--- DATA TO PROCESS ---

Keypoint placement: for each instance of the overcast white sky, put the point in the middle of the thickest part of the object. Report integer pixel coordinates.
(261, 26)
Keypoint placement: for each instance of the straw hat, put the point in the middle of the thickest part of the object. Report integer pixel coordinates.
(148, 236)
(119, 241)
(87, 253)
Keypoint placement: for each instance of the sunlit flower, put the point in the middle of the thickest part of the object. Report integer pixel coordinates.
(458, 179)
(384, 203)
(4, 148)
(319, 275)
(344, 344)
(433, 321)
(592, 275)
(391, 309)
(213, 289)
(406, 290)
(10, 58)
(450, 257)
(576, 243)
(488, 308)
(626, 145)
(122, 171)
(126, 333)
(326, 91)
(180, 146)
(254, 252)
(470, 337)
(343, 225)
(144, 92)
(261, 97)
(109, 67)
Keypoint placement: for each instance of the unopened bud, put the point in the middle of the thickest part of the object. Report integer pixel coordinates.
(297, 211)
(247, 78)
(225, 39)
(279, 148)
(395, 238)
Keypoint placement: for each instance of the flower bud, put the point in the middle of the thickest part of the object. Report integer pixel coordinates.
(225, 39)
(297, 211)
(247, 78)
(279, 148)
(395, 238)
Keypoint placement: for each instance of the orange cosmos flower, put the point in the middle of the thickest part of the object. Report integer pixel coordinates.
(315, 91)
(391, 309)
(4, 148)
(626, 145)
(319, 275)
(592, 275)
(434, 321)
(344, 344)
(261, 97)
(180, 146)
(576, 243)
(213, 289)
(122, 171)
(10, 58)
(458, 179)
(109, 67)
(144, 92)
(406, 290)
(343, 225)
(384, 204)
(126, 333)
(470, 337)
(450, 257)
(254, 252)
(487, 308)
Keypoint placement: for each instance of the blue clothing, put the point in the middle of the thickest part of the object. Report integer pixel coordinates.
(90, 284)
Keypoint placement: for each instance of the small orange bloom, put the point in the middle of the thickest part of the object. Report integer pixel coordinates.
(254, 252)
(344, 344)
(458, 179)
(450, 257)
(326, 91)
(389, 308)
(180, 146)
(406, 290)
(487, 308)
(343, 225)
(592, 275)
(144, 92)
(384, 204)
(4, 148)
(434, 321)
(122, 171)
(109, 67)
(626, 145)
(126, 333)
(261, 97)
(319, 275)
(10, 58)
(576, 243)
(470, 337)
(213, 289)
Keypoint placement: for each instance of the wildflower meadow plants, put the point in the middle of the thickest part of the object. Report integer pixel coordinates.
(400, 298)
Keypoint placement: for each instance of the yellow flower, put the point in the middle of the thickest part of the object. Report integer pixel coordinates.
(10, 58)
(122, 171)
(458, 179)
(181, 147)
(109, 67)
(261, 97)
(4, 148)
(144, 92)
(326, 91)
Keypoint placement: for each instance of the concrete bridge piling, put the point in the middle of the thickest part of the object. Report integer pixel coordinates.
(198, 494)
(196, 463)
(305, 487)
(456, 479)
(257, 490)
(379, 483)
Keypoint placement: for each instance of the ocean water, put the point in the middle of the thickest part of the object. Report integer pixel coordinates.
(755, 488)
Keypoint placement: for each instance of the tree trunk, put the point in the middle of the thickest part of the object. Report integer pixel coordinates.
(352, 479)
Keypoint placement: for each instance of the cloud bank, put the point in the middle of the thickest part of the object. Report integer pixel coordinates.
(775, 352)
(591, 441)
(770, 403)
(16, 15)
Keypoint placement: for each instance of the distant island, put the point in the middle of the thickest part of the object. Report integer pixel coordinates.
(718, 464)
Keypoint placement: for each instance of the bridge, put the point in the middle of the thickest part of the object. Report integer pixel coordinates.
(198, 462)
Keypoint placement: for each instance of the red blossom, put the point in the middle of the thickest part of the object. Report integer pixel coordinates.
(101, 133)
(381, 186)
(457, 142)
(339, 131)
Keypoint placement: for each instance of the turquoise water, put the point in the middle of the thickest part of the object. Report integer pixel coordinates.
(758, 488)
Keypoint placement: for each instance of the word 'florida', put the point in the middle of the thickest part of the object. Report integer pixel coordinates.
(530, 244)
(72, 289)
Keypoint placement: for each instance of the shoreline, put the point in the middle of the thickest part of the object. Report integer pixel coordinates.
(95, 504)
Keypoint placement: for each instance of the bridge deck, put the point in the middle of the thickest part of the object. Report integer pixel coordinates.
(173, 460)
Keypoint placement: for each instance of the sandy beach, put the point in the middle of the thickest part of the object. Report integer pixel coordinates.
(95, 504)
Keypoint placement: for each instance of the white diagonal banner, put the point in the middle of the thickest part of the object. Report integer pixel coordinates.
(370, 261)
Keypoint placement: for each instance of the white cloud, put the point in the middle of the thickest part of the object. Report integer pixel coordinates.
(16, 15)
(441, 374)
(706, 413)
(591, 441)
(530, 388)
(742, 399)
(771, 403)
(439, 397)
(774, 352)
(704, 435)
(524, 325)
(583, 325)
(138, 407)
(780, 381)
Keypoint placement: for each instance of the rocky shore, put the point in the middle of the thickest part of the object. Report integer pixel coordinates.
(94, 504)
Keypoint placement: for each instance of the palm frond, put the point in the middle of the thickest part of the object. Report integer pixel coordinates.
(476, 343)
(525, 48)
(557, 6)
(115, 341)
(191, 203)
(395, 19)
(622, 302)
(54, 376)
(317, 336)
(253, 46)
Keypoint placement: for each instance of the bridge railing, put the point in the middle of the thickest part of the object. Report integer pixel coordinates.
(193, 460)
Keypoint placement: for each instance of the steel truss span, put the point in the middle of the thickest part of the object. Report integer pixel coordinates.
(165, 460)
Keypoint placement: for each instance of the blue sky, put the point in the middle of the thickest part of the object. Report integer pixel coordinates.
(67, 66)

---

WHAT IS NEEDED: Rewrite the lines above as a numbered list, leaving out any blank lines.

OUTPUT OF THE TASK:
1. Keypoint placement: for each instance of the overcast white sky, put the point in the middle of the thickest part of the object. Report integer pixel coordinates.
2. (261, 26)
3. Keypoint placement: for each instance of the straw hat, put the point in the middle of the thickest part of the object. Report integer pixel coordinates.
4. (148, 236)
5. (119, 241)
6. (87, 253)
7. Keypoint placement: for each instance of the sunlit flower, put the point in the middle of the thickest part of the object. Report integer pixel coordinates.
8. (458, 179)
9. (384, 203)
10. (4, 148)
11. (319, 275)
12. (344, 344)
13. (433, 321)
14. (592, 275)
15. (391, 309)
16. (213, 289)
17. (406, 290)
18. (10, 58)
19. (450, 257)
20. (576, 243)
21. (488, 308)
22. (626, 145)
23. (122, 171)
24. (126, 333)
25. (326, 91)
26. (180, 146)
27. (254, 252)
28. (470, 337)
29. (343, 225)
30. (144, 92)
31. (261, 97)
32. (109, 67)
33. Keypoint placement: for each instance of the unopened bud, put the point in the middle of the thickest part of the object. Report integer pixel coordinates.
34. (297, 211)
35. (247, 78)
36. (225, 39)
37. (279, 148)
38. (395, 238)
39. Keypoint placement: for each instance of the flower bud, put the point in the middle of the thickest part of the object. Report integer pixel coordinates.
40. (225, 39)
41. (297, 211)
42. (247, 78)
43. (279, 148)
44. (395, 238)
45. Keypoint placement: for each instance of the orange cosmos flower, put the point in the middle of the thickest part of the object. Report integer pixel coordinates.
46. (315, 91)
47. (391, 309)
48. (4, 148)
49. (626, 145)
50. (319, 275)
51. (592, 275)
52. (434, 321)
53. (344, 344)
54. (261, 97)
55. (180, 146)
56. (576, 243)
57. (213, 289)
58. (122, 171)
59. (10, 58)
60. (458, 179)
61. (109, 67)
62. (144, 92)
63. (406, 290)
64. (343, 225)
65. (384, 204)
66. (126, 333)
67. (470, 337)
68. (450, 257)
69. (254, 252)
70. (487, 308)
71. Keypoint placement: for each instance of the blue clothing, put the point in the middle of the thickest part of the object. Report integer pixel coordinates.
72. (90, 284)
73. Keypoint placement: for each instance of the small orange bloom, put the point in the middle of the thickest part of the object. Report integer pixel coordinates.
74. (254, 252)
75. (344, 344)
76. (458, 179)
77. (450, 257)
78. (326, 91)
79. (389, 308)
80. (180, 146)
81. (406, 290)
82. (487, 308)
83. (343, 225)
84. (592, 275)
85. (144, 92)
86. (384, 204)
87. (4, 148)
88. (434, 321)
89. (122, 171)
90. (109, 67)
91. (626, 145)
92. (126, 333)
93. (261, 97)
94. (319, 275)
95. (10, 58)
96. (576, 243)
97. (470, 337)
98. (213, 289)
99. Keypoint placement: for each instance of the wildflower meadow plants, put the point in the middle of the thickest part of the object. Report integer pixel coordinates.
100. (400, 298)
101. Keypoint placement: for each instance of the yellow flower, put the point in the middle of the thickest part of the object. Report integer pixel coordinates.
102. (10, 58)
103. (122, 171)
104. (458, 179)
105. (181, 147)
106. (109, 67)
107. (261, 97)
108. (4, 148)
109. (144, 92)
110. (326, 91)
111. Keypoint placement: for each instance of the concrete bridge piling, put the point in the middle of the thickest part of the object. Report integer pixel coordinates.
112. (198, 494)
113. (196, 463)
114. (305, 487)
115. (456, 479)
116. (257, 490)
117. (379, 483)
118. Keypoint placement: for each instance of the ocean water, put the point in the middle of the thickest part of the object. Report integer pixel coordinates.
119. (755, 488)
120. Keypoint placement: for each instance of the tree trunk, put the point in the middle of the thickest part of the object. Report integer pixel coordinates.
121. (352, 479)
122. Keypoint placement: for each instance of the cloud bank, put the point in the middle of the thickest part of the object. Report integer pixel coordinates.
123. (775, 352)
124. (591, 441)
125. (770, 403)
126. (16, 15)
127. Keypoint placement: for each instance of the distant island, put the point in the middle of the thickest part of the object. Report integer pixel coordinates.
128. (718, 464)
129. Keypoint placement: for each instance of the bridge, put the point in the middle of the thickest part of the object. Report integer pixel coordinates.
130. (198, 462)
131. Keypoint placement: for each instance of the red blossom, put the point in the middle of the thickest part of the object. Report integer pixel coordinates.
132. (101, 133)
133. (381, 186)
134. (457, 142)
135. (339, 131)
136. Keypoint placement: for each instance of the turquoise water, put the point in the middle of the thickest part of the object. Report integer pixel coordinates.
137. (758, 488)
138. Keypoint placement: for each instance of the word 'florida', put the point in the middle of the thickest part of the object. Report integer pixel coordinates.
139. (530, 244)
140. (72, 289)
141. Keypoint placement: for each instance of the shoreline, put the point in the middle of the thickest part of the object. Report integer pixel coordinates.
142. (95, 504)
143. Keypoint placement: for each instance of the bridge deck, put the point in the middle of the thickest part of the object. Report integer pixel coordinates.
144. (173, 460)
145. Keypoint placement: for each instance of the sandy beach, put the point in the middle of the thickest part of the object. Report integer pixel coordinates.
146. (95, 504)
147. Keypoint placement: for each instance of the white diagonal banner, put the point in the middle of the thickest part of the object. Report integer pixel coordinates.
148. (370, 261)
149. Keypoint placement: for each instance of the white cloud, put the point in the middle of the thickest part of the object. Report integer pixel coordinates.
150. (16, 15)
151. (441, 374)
152. (706, 413)
153. (591, 441)
154. (530, 388)
155. (742, 399)
156. (771, 403)
157. (439, 397)
158. (774, 352)
159. (704, 435)
160. (524, 325)
161. (583, 325)
162. (138, 407)
163. (780, 381)
164. Keypoint placement: for each instance of the rocky shore, put the point in the middle of the thickest part of the object. Report integer pixel coordinates.
165. (94, 504)
166. Keypoint placement: for each instance of the palm frond, put the point in the middle of the thickest part of the object. Report integer pixel coordinates.
167. (476, 343)
168. (525, 48)
169. (557, 6)
170. (115, 341)
171. (191, 203)
172. (395, 19)
173. (622, 302)
174. (54, 376)
175. (317, 336)
176. (253, 46)
177. Keypoint placement: for each instance of the bridge railing, put the point in the middle of the thickest part of the object. Report integer pixel coordinates.
178. (193, 460)
179. Keypoint placement: for each instance of the steel truss span, put the point in the middle of the thickest part of the object. Report integer pixel coordinates.
180. (165, 460)
181. Keypoint placement: for each instance of the blue sky, put the point in the middle of the thickest part of the object. Report integer pixel coordinates.
182. (67, 66)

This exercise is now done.